**Task to carry out:** Beginning with the line where "Identify the bus" appears, restate the lines word for word through the last one in the listing.

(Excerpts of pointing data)
◆ ◆ ◆ ◆

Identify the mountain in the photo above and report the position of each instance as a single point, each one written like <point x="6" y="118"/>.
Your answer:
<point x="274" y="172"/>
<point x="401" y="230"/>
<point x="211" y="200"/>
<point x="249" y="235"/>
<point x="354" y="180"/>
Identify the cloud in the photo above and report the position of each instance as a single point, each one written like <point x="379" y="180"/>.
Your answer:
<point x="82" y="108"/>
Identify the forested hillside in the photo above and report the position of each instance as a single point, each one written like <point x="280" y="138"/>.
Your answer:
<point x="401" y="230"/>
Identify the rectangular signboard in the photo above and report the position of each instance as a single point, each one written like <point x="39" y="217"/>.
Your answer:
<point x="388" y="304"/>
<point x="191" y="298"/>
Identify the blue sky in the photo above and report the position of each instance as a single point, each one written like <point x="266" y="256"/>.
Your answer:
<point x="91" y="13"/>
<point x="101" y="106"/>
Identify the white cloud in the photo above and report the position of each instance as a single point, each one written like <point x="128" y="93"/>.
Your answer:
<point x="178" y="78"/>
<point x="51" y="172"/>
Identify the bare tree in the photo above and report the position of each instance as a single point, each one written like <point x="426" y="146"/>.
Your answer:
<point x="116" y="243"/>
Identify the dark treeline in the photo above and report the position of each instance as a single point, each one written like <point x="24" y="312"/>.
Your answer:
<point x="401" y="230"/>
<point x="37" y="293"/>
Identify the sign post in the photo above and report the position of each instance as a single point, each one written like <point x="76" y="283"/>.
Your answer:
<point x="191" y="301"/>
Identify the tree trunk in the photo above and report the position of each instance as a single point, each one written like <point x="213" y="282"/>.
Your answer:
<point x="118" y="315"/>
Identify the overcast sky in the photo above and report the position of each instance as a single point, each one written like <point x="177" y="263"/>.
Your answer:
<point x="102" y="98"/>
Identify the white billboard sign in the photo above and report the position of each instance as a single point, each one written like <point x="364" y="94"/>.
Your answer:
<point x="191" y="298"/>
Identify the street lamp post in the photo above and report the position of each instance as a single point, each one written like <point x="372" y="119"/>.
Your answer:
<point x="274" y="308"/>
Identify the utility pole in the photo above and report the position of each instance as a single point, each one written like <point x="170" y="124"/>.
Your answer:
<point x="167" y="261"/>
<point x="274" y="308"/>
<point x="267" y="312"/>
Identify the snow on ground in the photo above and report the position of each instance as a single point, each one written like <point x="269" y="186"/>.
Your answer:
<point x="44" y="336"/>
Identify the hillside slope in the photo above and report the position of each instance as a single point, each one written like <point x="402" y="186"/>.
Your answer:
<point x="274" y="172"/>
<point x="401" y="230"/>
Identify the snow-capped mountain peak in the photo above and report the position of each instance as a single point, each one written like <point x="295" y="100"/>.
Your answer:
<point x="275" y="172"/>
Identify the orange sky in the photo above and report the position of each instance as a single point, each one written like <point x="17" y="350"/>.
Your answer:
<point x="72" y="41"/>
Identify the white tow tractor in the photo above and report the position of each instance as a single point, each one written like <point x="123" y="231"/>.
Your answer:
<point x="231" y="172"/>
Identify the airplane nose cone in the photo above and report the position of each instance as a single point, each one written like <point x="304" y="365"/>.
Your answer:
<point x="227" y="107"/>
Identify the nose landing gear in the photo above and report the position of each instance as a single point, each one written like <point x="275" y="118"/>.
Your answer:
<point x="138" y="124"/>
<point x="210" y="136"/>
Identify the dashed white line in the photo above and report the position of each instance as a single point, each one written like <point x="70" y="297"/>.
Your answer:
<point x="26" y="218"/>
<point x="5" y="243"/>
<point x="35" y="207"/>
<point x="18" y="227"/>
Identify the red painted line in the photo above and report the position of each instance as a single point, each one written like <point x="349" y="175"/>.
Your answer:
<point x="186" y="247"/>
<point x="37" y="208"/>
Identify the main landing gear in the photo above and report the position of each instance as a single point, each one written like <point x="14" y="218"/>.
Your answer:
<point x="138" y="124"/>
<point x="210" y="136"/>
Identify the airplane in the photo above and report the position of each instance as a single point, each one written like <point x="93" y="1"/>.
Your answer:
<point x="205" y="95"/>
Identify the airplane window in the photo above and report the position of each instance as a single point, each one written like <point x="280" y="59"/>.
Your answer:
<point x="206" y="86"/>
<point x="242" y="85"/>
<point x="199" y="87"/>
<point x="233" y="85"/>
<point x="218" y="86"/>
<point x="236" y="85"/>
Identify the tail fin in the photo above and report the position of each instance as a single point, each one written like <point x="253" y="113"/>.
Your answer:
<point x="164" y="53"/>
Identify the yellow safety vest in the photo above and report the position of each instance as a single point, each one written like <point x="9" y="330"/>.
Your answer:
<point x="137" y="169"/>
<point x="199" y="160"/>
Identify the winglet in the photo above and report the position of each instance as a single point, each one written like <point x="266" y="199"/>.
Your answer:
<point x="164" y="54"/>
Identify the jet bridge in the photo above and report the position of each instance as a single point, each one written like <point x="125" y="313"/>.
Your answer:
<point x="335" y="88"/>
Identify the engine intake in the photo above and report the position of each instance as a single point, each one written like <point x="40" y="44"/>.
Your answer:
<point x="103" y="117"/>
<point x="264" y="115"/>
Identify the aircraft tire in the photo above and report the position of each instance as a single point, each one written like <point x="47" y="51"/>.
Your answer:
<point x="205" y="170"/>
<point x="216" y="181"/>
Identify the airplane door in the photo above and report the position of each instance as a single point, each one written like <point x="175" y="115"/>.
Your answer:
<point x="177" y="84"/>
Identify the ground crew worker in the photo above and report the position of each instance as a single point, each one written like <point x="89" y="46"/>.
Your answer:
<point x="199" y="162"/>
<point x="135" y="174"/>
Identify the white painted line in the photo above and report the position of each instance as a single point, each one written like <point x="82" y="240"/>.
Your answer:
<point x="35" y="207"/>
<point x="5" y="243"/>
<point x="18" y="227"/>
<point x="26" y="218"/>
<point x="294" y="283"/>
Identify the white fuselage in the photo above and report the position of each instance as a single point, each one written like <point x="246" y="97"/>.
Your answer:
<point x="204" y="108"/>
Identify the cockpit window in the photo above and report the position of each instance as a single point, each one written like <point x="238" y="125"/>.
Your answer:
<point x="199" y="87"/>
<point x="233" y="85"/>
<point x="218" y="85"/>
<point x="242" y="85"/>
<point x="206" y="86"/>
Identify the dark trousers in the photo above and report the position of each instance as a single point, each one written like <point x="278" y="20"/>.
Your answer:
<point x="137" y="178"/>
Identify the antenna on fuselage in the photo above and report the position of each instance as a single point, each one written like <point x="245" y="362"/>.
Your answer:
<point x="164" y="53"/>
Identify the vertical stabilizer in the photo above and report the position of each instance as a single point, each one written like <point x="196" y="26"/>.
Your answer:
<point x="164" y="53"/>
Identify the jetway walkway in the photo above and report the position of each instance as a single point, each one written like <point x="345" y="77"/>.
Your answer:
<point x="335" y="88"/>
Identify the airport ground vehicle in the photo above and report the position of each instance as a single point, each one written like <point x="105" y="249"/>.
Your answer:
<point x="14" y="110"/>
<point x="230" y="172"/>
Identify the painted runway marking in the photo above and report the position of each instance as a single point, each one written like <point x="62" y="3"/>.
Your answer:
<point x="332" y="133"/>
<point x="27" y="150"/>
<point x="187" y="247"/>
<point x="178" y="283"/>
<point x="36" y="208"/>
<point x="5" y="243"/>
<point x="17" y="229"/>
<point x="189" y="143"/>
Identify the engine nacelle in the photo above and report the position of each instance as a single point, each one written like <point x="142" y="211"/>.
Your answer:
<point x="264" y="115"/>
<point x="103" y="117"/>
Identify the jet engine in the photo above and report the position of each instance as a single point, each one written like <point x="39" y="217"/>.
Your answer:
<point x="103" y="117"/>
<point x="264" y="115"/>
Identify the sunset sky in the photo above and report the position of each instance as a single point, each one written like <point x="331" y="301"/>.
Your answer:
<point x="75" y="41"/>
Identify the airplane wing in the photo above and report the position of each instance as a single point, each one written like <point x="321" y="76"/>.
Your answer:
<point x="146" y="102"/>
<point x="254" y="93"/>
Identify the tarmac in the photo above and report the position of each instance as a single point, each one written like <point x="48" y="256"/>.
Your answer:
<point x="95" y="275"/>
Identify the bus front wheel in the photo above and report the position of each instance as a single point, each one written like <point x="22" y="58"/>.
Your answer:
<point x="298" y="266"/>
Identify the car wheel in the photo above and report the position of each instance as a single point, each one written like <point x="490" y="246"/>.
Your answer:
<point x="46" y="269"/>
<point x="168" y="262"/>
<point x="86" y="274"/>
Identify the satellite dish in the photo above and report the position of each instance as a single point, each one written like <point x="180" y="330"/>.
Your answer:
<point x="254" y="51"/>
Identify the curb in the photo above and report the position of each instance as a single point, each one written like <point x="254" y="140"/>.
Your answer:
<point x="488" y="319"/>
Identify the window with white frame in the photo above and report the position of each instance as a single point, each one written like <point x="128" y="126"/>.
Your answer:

◆ ◆ ◆ ◆

**Written answer:**
Identify the bus front wheel in the photo above and report the position of each instance as a single point, each one written like <point x="22" y="58"/>.
Your answer:
<point x="298" y="266"/>
Identify the car wheel in the photo above and report the position of each instance as a single point, each one written like <point x="490" y="246"/>.
Your answer:
<point x="46" y="269"/>
<point x="168" y="262"/>
<point x="86" y="274"/>
Identify the satellite dish in the photo above and report the position of each instance as a single point, each one written like <point x="180" y="330"/>.
Your answer:
<point x="254" y="51"/>
Identify the curb in the photo above and report the position of each instance as a single point, each one written like <point x="254" y="140"/>.
Your answer:
<point x="488" y="319"/>
Identify the window with white frame in the photo above and report the position of each instance as a single point, each one written like <point x="128" y="126"/>.
Your answer:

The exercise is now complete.